DOCUMENT EXTRACT
◆ ◆ ◆ ◆ ◆ ◆ ◆

However, the number jumps to 37 per cent using social media one or more times per week-suggesting growth potential for social media as an influence on TV viewing. Half of these respondents report viewing TV concurrently with using social media.
The research also identified several groups who are highly connected to social media and television, and who represent an important opportunity for marketers. These are among numerous findings from a multi-pronged study, entitled ‘Talking Social TV, to help determine how social media interaction impacts television viewing‘. The research was spearheaded by the Social Media Committee of the Council for Research Excellence (CRE), and included a quantitative study by the Keller Fay Group, an ethnographic study by Nielsen Life360, and social media analyses by NM Incite and Bluefin Labs.
An academic team including Peter Fader of The Wharton School of the University of Pennsylvania, Mitch Lovett of the Simon School of Business at the University of Rochester, and Renana Peres of The Hebrew University of Jerusalem was engaged to undertake statistical modeling.

◆ ◆ ◆ ◆ ◆ ◆ ◆

DATASET ENTRIES
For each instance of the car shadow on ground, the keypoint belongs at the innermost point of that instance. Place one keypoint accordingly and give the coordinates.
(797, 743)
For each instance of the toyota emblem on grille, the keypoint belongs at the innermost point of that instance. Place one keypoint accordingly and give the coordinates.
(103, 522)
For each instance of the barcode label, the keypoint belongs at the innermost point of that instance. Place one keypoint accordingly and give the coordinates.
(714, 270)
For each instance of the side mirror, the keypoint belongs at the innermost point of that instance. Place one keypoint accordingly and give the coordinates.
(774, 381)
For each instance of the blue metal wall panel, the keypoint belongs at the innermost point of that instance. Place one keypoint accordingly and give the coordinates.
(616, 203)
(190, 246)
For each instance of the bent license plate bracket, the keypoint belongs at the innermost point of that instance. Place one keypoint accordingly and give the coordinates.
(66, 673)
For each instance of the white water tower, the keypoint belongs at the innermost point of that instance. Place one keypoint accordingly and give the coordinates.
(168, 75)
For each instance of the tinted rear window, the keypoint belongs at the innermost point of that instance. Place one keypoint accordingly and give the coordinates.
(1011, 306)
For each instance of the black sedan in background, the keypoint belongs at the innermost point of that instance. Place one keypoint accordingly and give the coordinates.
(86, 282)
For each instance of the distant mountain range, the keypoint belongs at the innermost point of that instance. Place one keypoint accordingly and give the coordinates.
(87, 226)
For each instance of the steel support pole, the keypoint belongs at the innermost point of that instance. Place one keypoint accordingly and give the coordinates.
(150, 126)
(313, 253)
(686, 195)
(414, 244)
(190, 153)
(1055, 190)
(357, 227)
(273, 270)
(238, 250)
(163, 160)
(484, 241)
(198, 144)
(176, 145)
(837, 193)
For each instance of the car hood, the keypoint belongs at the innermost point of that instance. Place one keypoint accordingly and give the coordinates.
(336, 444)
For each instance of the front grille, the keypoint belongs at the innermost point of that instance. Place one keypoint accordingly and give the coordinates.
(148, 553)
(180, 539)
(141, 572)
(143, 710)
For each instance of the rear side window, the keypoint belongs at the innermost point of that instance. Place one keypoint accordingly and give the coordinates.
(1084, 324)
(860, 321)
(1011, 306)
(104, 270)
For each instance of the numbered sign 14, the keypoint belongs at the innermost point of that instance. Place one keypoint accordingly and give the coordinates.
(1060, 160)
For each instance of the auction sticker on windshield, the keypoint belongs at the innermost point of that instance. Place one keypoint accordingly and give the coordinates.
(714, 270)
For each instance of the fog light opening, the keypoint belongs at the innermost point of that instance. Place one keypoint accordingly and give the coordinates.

◆ ◆ ◆ ◆ ◆ ◆ ◆

Carry on the excerpt about the "Talking Social TV" study from the point where it stops.

Among the study‘s many findings:
In terms of social-media influence, only 1.5 per cent of study respondents report being drawn to existing TV shows by social media -but that number increases to six per cent when asked about new shows; Social media use varies by genre; Sci-Fi, Sports and Talk/News show strong interaction overall, both while people are watching and while they are not watching.
Reality programming‘s interaction is much stronger while People are watching, less so before or after the programme. Comedy follows an opposite pattern, with less interaction during the programme and more interaction in reaction to the programme;
“Super Connectors”, defined as those most actively involved in social media usage related to TV viewing, are 12 per cent of the public, and tend to be younger and are more likely female. Other groups also are active, although Super Connectors are not well represented among adults over 45 years of age
“Super Connectors” are far more likely to be involved with all means of communication about television (online, marketing and word of mouth). They were two-to-three times as likely to interact with social media related to television as the general population.
“Hispanics” are more involved with social media than the general population, especially while watching television. However, they did not approach the level of interaction of the Super Connectors. While watching, Hispanics are 50 per cent more likely to interact with social media related to television, and to interact with most television genres, led by sports programming
Mobile device ownership (smartphones and tablets) increases social media interaction; in on-demand and online watching occasions, social media played a role twice as often;
People use social media to discuss TV shows even when others are watching with them.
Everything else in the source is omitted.